TEXT FOR ANALYSIS —
Historical plays center on real historical events. They can be tragedies or comedies, though often they defy these classifications. History emerged as a distinct genre largely due to the influence of William Shakespeare. Examples of historical plays include Friedrich Schiller's Demetrius and Shakespeare's King John.

== Musical theatre ==

Ballad opera, a popular theatrical style of its time, marked the earliest form of musicals performed in the American colonies. The first indigenous American musical premiered in Philadelphia in 1767, titled "The Disappointment", which never progressed beyond its initial stages.

Modern Western musical theatre gained prominence during the Victorian era, with key structural elements established by the works of Gilbert and Sullivan in Britain and Harrigan and Hart in America. By the 1920s, theatre styles began to crystallize, granting composers the autonomy to create every song within a play. These new musicals adhered to specific conventions, often featuring thirty-two-bar songs. The Great Depression prompted many artists to transition from Broadway to Hollywood, transforming the essence of Broadway musicals. A similar shift occurred in the 1960s, characterized by a scarcity of composers and a decline in the vibrancy and entertainment value of musicals.

PROBLEM 1 —
Render the sentence "These new musicals adhered to specific conventions, often featuring thirty-two-bar songs." from the passage on theatre genres into Spanish.
PROBLEM 2 —
Output the portion of the passage on theatre genres starting at "Ballad opera, a" and ending at "its initial stages.", copied exactly.
PROBLEM 3 —
Extend the passage on theatre genres with further prose that follows on from its final sentence.

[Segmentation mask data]
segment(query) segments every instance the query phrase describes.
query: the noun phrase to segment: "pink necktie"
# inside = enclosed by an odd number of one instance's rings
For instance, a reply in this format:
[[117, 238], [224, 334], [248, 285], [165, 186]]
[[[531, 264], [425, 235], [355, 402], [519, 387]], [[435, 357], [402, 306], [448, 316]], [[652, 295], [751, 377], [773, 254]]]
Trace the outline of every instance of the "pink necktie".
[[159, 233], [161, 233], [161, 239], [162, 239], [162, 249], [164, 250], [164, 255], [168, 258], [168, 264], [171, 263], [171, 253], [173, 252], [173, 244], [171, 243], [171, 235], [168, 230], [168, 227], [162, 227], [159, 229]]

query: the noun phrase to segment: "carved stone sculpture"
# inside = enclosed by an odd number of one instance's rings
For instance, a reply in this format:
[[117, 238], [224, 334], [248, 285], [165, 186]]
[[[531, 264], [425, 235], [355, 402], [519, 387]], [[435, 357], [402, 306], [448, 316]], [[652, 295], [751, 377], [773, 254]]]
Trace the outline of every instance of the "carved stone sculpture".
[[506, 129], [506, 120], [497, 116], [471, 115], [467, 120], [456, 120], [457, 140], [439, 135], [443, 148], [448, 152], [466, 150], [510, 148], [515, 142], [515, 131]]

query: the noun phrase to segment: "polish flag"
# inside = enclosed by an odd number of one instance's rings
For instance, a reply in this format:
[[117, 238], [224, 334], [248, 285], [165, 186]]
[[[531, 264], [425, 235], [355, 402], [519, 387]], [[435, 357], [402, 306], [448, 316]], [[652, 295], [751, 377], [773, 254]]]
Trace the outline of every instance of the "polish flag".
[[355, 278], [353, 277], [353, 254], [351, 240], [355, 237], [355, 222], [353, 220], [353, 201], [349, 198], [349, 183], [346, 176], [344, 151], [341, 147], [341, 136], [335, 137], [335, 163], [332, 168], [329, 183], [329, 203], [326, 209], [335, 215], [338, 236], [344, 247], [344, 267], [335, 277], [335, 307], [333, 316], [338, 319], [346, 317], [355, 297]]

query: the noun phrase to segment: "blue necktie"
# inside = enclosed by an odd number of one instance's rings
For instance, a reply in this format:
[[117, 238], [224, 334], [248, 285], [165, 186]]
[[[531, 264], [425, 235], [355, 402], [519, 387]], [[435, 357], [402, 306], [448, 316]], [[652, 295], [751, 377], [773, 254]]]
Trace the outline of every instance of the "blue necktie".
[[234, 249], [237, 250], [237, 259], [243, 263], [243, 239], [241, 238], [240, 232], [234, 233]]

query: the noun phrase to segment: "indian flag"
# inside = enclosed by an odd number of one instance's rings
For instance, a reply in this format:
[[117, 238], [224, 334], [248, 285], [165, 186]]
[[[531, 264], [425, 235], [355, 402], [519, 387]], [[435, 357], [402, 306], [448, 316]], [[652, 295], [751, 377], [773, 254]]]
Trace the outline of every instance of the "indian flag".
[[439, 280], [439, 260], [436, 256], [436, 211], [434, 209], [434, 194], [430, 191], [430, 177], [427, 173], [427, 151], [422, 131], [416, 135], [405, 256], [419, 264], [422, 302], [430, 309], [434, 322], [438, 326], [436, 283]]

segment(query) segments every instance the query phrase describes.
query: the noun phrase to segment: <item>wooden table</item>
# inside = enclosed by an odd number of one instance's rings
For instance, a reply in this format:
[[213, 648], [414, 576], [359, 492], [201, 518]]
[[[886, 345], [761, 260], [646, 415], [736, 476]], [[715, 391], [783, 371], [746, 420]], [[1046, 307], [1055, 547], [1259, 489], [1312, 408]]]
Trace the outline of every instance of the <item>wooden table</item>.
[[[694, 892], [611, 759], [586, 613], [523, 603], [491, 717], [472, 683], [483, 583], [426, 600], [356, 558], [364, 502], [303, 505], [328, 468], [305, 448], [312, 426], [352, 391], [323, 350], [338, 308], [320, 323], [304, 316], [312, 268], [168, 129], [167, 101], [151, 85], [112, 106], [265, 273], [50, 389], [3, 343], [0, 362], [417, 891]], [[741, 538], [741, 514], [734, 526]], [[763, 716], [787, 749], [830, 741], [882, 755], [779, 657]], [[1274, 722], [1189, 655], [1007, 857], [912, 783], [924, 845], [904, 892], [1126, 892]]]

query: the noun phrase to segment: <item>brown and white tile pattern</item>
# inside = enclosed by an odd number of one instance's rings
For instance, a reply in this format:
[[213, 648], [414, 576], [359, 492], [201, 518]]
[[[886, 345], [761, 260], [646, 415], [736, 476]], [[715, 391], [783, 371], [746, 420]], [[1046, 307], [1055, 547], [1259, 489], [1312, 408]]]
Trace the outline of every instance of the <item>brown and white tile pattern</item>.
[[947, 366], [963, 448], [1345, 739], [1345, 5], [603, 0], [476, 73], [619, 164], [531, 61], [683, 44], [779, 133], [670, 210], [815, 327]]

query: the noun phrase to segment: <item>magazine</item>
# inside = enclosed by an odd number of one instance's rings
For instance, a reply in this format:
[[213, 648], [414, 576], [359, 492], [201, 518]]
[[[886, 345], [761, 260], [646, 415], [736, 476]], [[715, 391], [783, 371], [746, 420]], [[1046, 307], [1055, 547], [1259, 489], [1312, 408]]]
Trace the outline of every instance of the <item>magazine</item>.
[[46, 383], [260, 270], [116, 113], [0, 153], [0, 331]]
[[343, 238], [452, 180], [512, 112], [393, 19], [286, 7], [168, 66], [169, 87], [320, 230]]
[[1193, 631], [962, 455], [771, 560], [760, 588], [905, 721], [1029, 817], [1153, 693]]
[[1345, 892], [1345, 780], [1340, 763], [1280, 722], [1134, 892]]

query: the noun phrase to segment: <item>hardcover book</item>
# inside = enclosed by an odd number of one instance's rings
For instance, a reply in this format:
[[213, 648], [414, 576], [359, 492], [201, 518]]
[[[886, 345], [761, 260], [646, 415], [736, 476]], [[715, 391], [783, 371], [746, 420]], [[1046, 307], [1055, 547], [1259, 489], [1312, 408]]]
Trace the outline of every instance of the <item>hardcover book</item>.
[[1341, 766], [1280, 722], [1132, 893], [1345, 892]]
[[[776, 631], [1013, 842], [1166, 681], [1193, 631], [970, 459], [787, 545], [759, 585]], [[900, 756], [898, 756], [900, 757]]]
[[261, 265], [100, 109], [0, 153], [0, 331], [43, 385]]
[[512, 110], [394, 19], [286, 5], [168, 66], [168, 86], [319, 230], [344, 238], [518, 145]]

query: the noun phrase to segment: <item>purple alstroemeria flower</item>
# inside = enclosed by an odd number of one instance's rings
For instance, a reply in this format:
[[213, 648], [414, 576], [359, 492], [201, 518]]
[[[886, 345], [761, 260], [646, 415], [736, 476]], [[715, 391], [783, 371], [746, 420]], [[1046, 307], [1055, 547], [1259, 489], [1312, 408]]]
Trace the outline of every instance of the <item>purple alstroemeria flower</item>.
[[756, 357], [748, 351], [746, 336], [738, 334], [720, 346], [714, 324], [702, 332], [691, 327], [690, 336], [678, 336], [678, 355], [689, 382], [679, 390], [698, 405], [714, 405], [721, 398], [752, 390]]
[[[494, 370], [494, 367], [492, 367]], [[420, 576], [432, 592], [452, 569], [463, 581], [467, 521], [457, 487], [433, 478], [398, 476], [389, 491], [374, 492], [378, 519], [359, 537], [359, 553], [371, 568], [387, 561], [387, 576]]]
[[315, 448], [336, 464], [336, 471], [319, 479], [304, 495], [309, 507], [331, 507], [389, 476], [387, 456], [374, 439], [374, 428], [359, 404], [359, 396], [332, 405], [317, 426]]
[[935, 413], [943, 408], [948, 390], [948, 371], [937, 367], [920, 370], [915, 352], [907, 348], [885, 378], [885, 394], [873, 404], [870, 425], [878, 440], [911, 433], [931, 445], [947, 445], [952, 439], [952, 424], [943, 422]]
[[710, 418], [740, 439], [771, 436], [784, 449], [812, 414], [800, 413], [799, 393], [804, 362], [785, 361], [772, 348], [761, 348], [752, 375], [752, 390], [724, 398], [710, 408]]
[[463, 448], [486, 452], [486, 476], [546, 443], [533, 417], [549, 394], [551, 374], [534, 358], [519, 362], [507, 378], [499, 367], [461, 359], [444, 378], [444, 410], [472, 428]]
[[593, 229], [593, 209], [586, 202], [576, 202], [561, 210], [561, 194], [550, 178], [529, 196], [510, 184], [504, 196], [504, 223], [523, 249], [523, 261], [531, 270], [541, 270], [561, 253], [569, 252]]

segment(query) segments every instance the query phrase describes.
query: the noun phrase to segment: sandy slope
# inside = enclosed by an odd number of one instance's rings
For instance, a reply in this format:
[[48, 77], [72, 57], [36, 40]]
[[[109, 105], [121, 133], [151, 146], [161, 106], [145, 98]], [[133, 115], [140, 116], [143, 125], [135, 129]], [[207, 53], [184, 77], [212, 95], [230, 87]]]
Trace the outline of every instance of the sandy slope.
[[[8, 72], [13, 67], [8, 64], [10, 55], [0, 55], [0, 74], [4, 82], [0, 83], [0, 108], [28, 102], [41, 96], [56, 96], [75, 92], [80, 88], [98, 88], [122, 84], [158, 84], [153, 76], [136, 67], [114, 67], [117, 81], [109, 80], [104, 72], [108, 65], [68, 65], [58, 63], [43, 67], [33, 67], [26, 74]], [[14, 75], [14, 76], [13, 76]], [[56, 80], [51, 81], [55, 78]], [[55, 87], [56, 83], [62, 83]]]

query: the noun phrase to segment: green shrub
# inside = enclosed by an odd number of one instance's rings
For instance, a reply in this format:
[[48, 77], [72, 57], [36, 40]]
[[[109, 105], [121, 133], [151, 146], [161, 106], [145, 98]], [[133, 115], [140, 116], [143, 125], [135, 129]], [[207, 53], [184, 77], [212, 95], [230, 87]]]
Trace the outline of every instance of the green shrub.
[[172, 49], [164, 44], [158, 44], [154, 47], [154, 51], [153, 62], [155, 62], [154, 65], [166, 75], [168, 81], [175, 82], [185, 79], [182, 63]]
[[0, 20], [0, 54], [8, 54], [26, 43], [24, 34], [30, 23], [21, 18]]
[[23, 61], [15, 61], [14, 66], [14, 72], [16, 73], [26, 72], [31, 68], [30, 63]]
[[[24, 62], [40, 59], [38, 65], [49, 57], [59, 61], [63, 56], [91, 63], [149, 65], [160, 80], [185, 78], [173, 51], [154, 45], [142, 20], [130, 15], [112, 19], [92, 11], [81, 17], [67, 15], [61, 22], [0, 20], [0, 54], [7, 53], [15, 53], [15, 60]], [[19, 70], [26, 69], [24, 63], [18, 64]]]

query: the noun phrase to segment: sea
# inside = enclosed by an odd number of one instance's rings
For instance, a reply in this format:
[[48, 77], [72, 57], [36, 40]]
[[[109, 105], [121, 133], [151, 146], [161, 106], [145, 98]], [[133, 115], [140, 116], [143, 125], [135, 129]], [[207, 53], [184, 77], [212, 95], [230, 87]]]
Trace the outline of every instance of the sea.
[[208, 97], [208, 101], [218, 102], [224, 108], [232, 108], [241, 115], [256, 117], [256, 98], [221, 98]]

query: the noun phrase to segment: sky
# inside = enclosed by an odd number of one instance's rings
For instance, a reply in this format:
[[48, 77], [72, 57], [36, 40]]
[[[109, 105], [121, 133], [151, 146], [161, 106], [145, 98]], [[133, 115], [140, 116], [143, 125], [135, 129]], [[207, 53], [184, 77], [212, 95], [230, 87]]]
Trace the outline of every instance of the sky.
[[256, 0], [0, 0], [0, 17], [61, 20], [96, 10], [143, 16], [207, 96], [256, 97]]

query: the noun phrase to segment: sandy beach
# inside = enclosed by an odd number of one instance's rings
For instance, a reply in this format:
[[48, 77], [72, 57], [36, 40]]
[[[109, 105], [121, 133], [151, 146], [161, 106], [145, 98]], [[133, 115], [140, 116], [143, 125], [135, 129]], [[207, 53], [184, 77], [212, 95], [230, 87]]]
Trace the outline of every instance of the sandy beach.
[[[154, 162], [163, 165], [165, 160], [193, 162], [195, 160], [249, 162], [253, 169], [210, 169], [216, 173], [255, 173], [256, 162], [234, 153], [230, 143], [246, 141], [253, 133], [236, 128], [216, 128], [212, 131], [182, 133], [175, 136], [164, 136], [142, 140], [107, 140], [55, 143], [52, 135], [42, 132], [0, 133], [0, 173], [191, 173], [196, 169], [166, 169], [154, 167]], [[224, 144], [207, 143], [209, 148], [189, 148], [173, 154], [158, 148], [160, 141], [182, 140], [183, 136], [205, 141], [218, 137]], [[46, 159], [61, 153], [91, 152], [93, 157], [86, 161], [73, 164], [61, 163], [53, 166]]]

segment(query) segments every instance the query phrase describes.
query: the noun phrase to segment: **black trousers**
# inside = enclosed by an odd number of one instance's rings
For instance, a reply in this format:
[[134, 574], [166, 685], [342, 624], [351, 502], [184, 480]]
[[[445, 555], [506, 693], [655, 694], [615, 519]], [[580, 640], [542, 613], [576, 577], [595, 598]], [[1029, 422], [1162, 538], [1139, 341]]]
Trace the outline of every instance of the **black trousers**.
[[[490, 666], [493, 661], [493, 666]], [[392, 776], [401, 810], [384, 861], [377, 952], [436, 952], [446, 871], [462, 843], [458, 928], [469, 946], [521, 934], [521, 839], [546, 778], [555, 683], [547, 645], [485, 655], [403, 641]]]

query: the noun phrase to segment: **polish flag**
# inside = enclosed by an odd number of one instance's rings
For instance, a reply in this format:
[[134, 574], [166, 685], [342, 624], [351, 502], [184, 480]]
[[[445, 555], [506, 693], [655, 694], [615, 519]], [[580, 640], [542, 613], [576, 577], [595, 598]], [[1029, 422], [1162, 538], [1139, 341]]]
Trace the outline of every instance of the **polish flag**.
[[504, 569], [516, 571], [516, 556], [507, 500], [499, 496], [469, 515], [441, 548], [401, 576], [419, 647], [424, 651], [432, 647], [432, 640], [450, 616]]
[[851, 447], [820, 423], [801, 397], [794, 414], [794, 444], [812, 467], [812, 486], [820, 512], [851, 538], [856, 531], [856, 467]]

TASK RESPONSE 1 —
Estos nuevos musicales se ajustaban a convenciones específicas y a menudo incluían canciones de treinta y dos compases.

TASK RESPONSE 2 —
Ballad opera, a popular theatrical style of its time, marked the earliest form of musicals performed in the American colonies. The first indigenous American musical premiered in Philadelphia in 1767, titled "The Disappointment", which never progressed beyond its initial stages.

TASK RESPONSE 3 —
Entering the 1990s, the number of original Broadway musicals dwindled, with many productions adapting movies or novels. Musicals employ songs to advance the narrative and convey the play's themes, typically accompanied by choreography. Musical productions can be visually intricate, showcasing elaborate sets and actor performances. Examples of musical productions include Wicked and Fiddler on the Roof.

== Theatre of Cruelty ==

This theatrical style originated in the 1940s when Antonin Artaud hypothesized about the effects of expressing through the body rather than "by socially conditioned thought". In 1946, he wrote a preface to his works in which he explained how he came to write as he did.

Foremost, Artaud lacked trust in language as an effective means of communication. Plays within the theatre of cruelty genre exhibit abstract conventions and content. Artaud intended his plays to have an impact and achieve a purpose. His aim was to symbolize the subconscious through bodily performances, as he believed language fell short. Artaud considered his plays enactments rather than re-enactments, indicating that he believed his actors were embodying reality, rather than reproducing it.

His plays addressed weighty subjects such as patients in psychiatric wards and Nazi Germany. Through these performances, he aimed to "make the causes of suffering audible". Audiences who were taken aback by what they saw initially responded negatively. Much of his work was even banned in France during that time.

Artaud dismissed the notion that conventional theatre of his era could provide audiences with a cathartic experience that would aid the healing process after World War II. For this reason, he gravitated towards radio-based theatre, where the audience could personally connect the words they heard with their own bodies. This approach made his work more intimate and individualized, which he believed would enhance its effectiveness in conveying the experience of suffering.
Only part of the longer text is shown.